**Document text:**
········

Ton Karels, operator and key user of the rule engine, involved in the development from the beginning, said that early on “only a few of my colleagues believed it would be possible to steer our sensitive and complex water treatment processes by an automatic pilot. However, since the full introduction of Plenty Control in May 2005, it is clear that the system works. Now that the drinking water process runs automatically, we can concentrate on optimizing the process.”

The system runs twice a day, shortly before 7 a.m. and 10 p.m. At those times, production rates are set and maintained until the next time the module runs. Typically, the rates need adjustment only once a day, at 7 a.m. About three or four times a year, the control system triggers an alarm when there's a situation the rule engine has not prepared it to handle.

“By evening out the production peaks that were a characteristic of the previous manual methods, the expert system enables the current facilities to meet a level of demand that is 10% higher than was possible in the past,” Freijters said. “Providing a similar capacity increase by using the traditional method of building new facilities would cost $30 to $50 million. Taking interest and maintenance costs into account, we thus save over $5 million per year.”

········

**Your task:**
Write the next part of the account of the rule engine that steers drinking water production, starting right after its final sentence.

**Data section:**
········

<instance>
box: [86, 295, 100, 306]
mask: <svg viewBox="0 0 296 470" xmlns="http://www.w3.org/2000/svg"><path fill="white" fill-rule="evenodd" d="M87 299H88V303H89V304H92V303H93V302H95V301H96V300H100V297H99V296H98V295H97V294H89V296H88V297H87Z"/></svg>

········

**Final answer:**
The combination of the application and the new control system has enabled PWN to reduce the cost of staffing control rooms. PWN wen from staffing 24/7 at three control rooms to two control rooms running 8 a.m. to 5 p.m. Monday through Friday. The goal, says Freijters, is to staff two control rooms 8 a.m. to 10 a.m. Monday through Friday.

“This 95% reduction saves us roughly $1.8 million per year,” he says. “As we learn to use the system more effectively, we should be able to make more optimal decisions about sourcing production across our treatment facilities based on costs, which should yield additional cost savings.”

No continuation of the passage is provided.